◆ Set exercise:
Put the whole listing below into a Markdown table with two columns, Row and Text. Number each line in Row, put the line in Text, and leave out blank lines.

◆ Supplied information:
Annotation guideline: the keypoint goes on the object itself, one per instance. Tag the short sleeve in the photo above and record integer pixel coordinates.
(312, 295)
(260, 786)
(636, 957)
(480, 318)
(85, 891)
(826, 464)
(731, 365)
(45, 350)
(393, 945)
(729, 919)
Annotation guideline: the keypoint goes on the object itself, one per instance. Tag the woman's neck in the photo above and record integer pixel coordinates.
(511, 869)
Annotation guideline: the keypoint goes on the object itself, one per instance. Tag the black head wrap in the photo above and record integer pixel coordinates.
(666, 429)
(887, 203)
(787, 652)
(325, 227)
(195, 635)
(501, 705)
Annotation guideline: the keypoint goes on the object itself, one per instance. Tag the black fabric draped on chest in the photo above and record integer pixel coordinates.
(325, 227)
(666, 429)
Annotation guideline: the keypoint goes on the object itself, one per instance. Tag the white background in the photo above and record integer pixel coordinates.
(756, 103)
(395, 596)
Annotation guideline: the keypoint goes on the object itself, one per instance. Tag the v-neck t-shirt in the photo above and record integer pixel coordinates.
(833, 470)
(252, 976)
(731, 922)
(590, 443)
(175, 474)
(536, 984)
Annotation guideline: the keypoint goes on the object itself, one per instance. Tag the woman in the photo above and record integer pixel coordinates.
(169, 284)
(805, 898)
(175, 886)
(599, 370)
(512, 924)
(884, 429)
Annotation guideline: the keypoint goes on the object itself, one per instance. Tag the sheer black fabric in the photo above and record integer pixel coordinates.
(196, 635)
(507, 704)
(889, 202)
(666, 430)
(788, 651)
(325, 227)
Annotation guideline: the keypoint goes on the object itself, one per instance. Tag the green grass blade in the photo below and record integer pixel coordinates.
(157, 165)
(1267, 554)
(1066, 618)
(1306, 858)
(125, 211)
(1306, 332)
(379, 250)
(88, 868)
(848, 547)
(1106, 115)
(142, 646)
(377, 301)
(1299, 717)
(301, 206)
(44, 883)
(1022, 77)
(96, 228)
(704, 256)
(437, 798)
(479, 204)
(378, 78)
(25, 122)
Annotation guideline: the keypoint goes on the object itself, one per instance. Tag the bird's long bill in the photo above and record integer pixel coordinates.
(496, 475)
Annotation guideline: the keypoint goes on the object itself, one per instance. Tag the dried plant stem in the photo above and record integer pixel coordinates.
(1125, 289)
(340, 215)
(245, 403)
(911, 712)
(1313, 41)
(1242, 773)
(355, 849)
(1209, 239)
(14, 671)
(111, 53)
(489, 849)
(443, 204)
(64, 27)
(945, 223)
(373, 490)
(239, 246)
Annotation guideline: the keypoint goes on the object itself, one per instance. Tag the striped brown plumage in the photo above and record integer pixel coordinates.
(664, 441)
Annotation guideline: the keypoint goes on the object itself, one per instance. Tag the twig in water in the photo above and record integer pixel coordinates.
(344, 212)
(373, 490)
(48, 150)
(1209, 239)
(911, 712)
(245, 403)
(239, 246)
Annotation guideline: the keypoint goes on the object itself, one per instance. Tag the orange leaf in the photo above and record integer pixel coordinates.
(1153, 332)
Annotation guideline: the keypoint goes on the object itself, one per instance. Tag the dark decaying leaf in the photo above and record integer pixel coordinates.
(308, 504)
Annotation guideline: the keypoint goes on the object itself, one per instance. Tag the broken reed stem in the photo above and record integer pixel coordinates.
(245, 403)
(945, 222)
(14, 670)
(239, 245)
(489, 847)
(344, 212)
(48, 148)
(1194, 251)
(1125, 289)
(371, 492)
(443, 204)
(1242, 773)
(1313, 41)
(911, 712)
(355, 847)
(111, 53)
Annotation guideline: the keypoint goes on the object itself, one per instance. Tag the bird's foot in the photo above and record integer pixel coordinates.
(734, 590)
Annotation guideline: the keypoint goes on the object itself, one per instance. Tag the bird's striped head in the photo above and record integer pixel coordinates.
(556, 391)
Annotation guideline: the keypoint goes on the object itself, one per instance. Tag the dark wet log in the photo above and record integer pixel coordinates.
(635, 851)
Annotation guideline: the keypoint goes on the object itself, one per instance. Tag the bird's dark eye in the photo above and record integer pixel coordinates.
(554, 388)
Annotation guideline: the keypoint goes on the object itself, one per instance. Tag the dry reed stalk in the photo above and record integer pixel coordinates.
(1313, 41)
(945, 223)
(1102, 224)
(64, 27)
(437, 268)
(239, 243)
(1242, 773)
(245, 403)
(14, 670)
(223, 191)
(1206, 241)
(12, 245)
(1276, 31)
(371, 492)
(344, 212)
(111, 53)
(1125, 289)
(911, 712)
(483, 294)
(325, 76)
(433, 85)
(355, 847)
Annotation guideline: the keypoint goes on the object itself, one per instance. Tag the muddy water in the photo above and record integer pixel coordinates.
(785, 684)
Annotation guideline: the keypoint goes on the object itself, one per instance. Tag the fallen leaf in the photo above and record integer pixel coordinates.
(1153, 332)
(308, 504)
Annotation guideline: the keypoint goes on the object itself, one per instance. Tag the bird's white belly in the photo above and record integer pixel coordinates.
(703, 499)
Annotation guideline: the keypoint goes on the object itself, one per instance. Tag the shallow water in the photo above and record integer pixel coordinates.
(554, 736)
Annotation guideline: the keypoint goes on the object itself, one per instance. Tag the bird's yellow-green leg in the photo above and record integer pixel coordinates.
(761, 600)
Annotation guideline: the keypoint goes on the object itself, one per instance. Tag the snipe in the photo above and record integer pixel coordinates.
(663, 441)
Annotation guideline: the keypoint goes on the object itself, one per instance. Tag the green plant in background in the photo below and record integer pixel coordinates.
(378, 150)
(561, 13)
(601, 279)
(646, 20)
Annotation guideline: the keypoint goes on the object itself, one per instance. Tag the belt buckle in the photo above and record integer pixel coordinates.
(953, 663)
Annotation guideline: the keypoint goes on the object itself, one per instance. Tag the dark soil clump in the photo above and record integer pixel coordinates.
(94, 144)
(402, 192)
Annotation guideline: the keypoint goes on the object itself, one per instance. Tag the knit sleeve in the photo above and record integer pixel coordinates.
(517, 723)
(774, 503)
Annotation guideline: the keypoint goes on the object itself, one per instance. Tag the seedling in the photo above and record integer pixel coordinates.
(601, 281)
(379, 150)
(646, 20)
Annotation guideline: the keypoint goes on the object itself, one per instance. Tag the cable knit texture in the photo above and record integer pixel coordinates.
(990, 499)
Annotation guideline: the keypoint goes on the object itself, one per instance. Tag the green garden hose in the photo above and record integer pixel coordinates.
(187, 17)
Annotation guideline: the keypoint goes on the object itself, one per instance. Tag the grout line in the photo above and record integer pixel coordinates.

◆ Solution to this problem:
| Row | Text |
|---|---|
| 1 | Annotation guideline: the keypoint goes on the object itself, one per instance. Tag the short sleeve in the photo above and record integer pixel coordinates. |
| 2 | (312, 295) |
| 3 | (260, 786) |
| 4 | (636, 957) |
| 5 | (480, 318) |
| 6 | (85, 891) |
| 7 | (826, 464) |
| 8 | (731, 365) |
| 9 | (45, 350) |
| 10 | (393, 945) |
| 11 | (729, 919) |
| 12 | Annotation guideline: the keypoint goes on the object itself, one per instance. Tag the woman's neck in the photo above and record integer pixel coordinates. |
| 13 | (511, 869) |
| 14 | Annotation guideline: the keypoint goes on the object itself, one per instance. Tag the black head wrap in the photo above and record integer pixel coordinates. |
| 15 | (666, 429) |
| 16 | (887, 203) |
| 17 | (787, 652) |
| 18 | (325, 227) |
| 19 | (195, 635) |
| 20 | (501, 705) |
| 21 | Annotation guideline: the keypoint goes on the object itself, one per instance. Tag the black fabric draped on chest in the photo above and record integer pixel coordinates. |
| 22 | (325, 227) |
| 23 | (666, 429) |
| 24 | Annotation guideline: the keypoint goes on the object itself, one per instance. Tag the white background in the photo above and record integer pixel coordinates. |
| 25 | (756, 103) |
| 26 | (395, 596) |
| 27 | Annotation guideline: the keypoint goes on the object itself, one per instance. Tag the v-neck t-shirt in the photo above and record integer pixel coordinates. |
| 28 | (833, 470) |
| 29 | (252, 976) |
| 30 | (731, 922) |
| 31 | (590, 443) |
| 32 | (175, 474) |
| 33 | (536, 984) |
| 34 | Annotation guideline: the keypoint goes on the object itself, one per instance. Tag the woman in the photo above and record integer pixel coordinates. |
| 35 | (169, 284) |
| 36 | (805, 898) |
| 37 | (175, 886) |
| 38 | (599, 370) |
| 39 | (512, 924) |
| 40 | (884, 429) |
| 41 | Annotation guideline: the keypoint goes on the object itself, one per instance. Tag the sheer black fabric in the photo above and record integer pixel coordinates. |
| 42 | (196, 635) |
| 43 | (507, 704) |
| 44 | (889, 202) |
| 45 | (666, 430) |
| 46 | (788, 651) |
| 47 | (325, 227) |
| 48 | Annotation guideline: the keypoint goes on the object itself, one per instance. Tag the green grass blade in the photo below and record integer pixel coordinates. |
| 49 | (157, 165) |
| 50 | (1267, 554) |
| 51 | (1066, 618) |
| 52 | (1306, 858) |
| 53 | (125, 211) |
| 54 | (1306, 332) |
| 55 | (379, 250) |
| 56 | (88, 868) |
| 57 | (848, 547) |
| 58 | (1106, 115) |
| 59 | (142, 646) |
| 60 | (377, 301) |
| 61 | (1299, 717) |
| 62 | (301, 206) |
| 63 | (44, 883) |
| 64 | (1022, 77) |
| 65 | (96, 228) |
| 66 | (704, 256) |
| 67 | (437, 798) |
| 68 | (479, 204) |
| 69 | (378, 78) |
| 70 | (25, 122) |
| 71 | Annotation guideline: the keypoint goes on the object itself, one per instance. Tag the bird's long bill in the photo above and record integer pixel coordinates. |
| 72 | (496, 475) |
| 73 | Annotation guideline: the keypoint goes on the object itself, one per instance. Tag the dried plant stem in the photo above and record integer pixel coordinates. |
| 74 | (1125, 289) |
| 75 | (340, 215) |
| 76 | (245, 403) |
| 77 | (911, 712) |
| 78 | (1313, 41) |
| 79 | (1242, 773) |
| 80 | (355, 849) |
| 81 | (1209, 239) |
| 82 | (14, 671) |
| 83 | (111, 53) |
| 84 | (489, 849) |
| 85 | (443, 204) |
| 86 | (64, 27) |
| 87 | (945, 223) |
| 88 | (373, 490) |
| 89 | (239, 246) |
| 90 | Annotation guideline: the keypoint goes on the object itself, one per instance. Tag the striped brown plumage in the photo above and record integer pixel coordinates. |
| 91 | (664, 441) |
| 92 | Annotation guideline: the keypoint goes on the object itself, one per instance. Tag the twig in water in the photo above and record integer pixel coordinates. |
| 93 | (344, 212) |
| 94 | (373, 490) |
| 95 | (48, 150) |
| 96 | (1209, 239) |
| 97 | (911, 712) |
| 98 | (245, 403) |
| 99 | (239, 246) |
| 100 | Annotation guideline: the keypoint goes on the object itself, one per instance. Tag the orange leaf in the photo above and record integer pixel coordinates. |
| 101 | (1153, 332) |
| 102 | Annotation guideline: the keypoint goes on the object itself, one per instance. Tag the dark decaying leaf in the photo above and record integer pixel coordinates. |
| 103 | (308, 504) |
| 104 | Annotation guideline: the keypoint goes on the object itself, one per instance. Tag the broken reed stem in the photo above and record integer pixel coordinates. |
| 105 | (245, 403) |
| 106 | (945, 222) |
| 107 | (14, 670) |
| 108 | (239, 245) |
| 109 | (489, 847) |
| 110 | (344, 212) |
| 111 | (48, 148) |
| 112 | (1194, 251) |
| 113 | (1125, 289) |
| 114 | (371, 492) |
| 115 | (443, 204) |
| 116 | (1242, 773) |
| 117 | (1313, 41) |
| 118 | (911, 712) |
| 119 | (355, 847) |
| 120 | (111, 53) |
| 121 | Annotation guideline: the keypoint goes on the object itself, one per instance. Tag the bird's foot in the photo above and record integer pixel coordinates. |
| 122 | (734, 590) |
| 123 | Annotation guideline: the keypoint goes on the object itself, one per instance. Tag the bird's striped head in the photo above and record integer pixel coordinates. |
| 124 | (556, 391) |
| 125 | Annotation guideline: the keypoint goes on the object itself, one per instance. Tag the dark wet log in the photo above and record integer pixel coordinates. |
| 126 | (635, 851) |
| 127 | Annotation guideline: the keypoint goes on the object itself, one per instance. Tag the bird's dark eye in the photo above and record integer pixel coordinates. |
| 128 | (554, 388) |
| 129 | Annotation guideline: the keypoint goes on the object itself, one per instance. Tag the dry reed stalk in the photo above and record integer pixel coordinates. |
| 130 | (1313, 41) |
| 131 | (945, 223) |
| 132 | (1102, 224) |
| 133 | (64, 27) |
| 134 | (437, 268) |
| 135 | (239, 243) |
| 136 | (1242, 773) |
| 137 | (245, 403) |
| 138 | (14, 670) |
| 139 | (223, 191) |
| 140 | (1206, 241) |
| 141 | (12, 245) |
| 142 | (1276, 31) |
| 143 | (371, 492) |
| 144 | (344, 212) |
| 145 | (111, 53) |
| 146 | (1125, 289) |
| 147 | (911, 712) |
| 148 | (483, 294) |
| 149 | (325, 76) |
| 150 | (433, 85) |
| 151 | (355, 847) |
| 152 | Annotation guideline: the keypoint goes on the object itself, one per instance. Tag the muddy water in the photo above and record integer pixel coordinates. |
| 153 | (785, 684) |
| 154 | Annotation guideline: the keypoint goes on the object itself, one per instance. Tag the fallen leaf in the photo above and record integer pixel coordinates. |
| 155 | (1153, 332) |
| 156 | (308, 504) |
| 157 | Annotation guideline: the keypoint goes on the object itself, one per instance. Tag the bird's white belly in the photo above and record integer pixel coordinates. |
| 158 | (703, 499) |
| 159 | Annotation guideline: the keypoint goes on the object itself, one per instance. Tag the shallow water in the photo above and record integer pixel coordinates. |
| 160 | (554, 736) |
| 161 | Annotation guideline: the keypoint goes on the object itself, one per instance. Tag the bird's yellow-green leg in the photo above and record integer pixel coordinates. |
| 162 | (761, 600) |
| 163 | Annotation guideline: the keypoint goes on the object itself, one per instance. Tag the snipe in the photo above and record integer pixel coordinates. |
| 164 | (663, 441) |
| 165 | Annotation guideline: the keypoint goes on the object itself, one per instance. Tag the green plant in background in the photo below and record integer pixel coordinates. |
| 166 | (378, 150) |
| 167 | (561, 13) |
| 168 | (601, 279) |
| 169 | (646, 20) |
| 170 | Annotation guideline: the keypoint goes on the object itself, one per instance. Tag the belt buckle in the photo above and record integer pixel coordinates. |
| 171 | (953, 663) |
| 172 | Annotation guideline: the keypoint goes on the object itself, one per instance. Tag the dark soil clump in the photo above and record integer pixel coordinates. |
| 173 | (94, 144) |
| 174 | (402, 192) |
| 175 | Annotation guideline: the keypoint goes on the object itself, one per instance. Tag the knit sleeve in the photo above and record integer pixel coordinates. |
| 176 | (517, 723) |
| 177 | (774, 503) |
| 178 | Annotation guideline: the keypoint goes on the object itself, one per instance. Tag the seedling in the photo above and record integer pixel coordinates. |
| 179 | (601, 281) |
| 180 | (379, 150) |
| 181 | (646, 20) |
| 182 | Annotation guideline: the keypoint goes on the object itself, one per instance. Tag the cable knit texture in the photo above and record integer pixel coordinates. |
| 183 | (990, 499) |
| 184 | Annotation guideline: the keypoint goes on the object itself, one per instance. Tag the green garden hose in the photo above and record integer pixel coordinates. |
| 185 | (187, 17) |
| 186 | Annotation guideline: the keypoint goes on the object itself, one per instance. Tag the grout line in the photo above and record integer pixel coordinates. |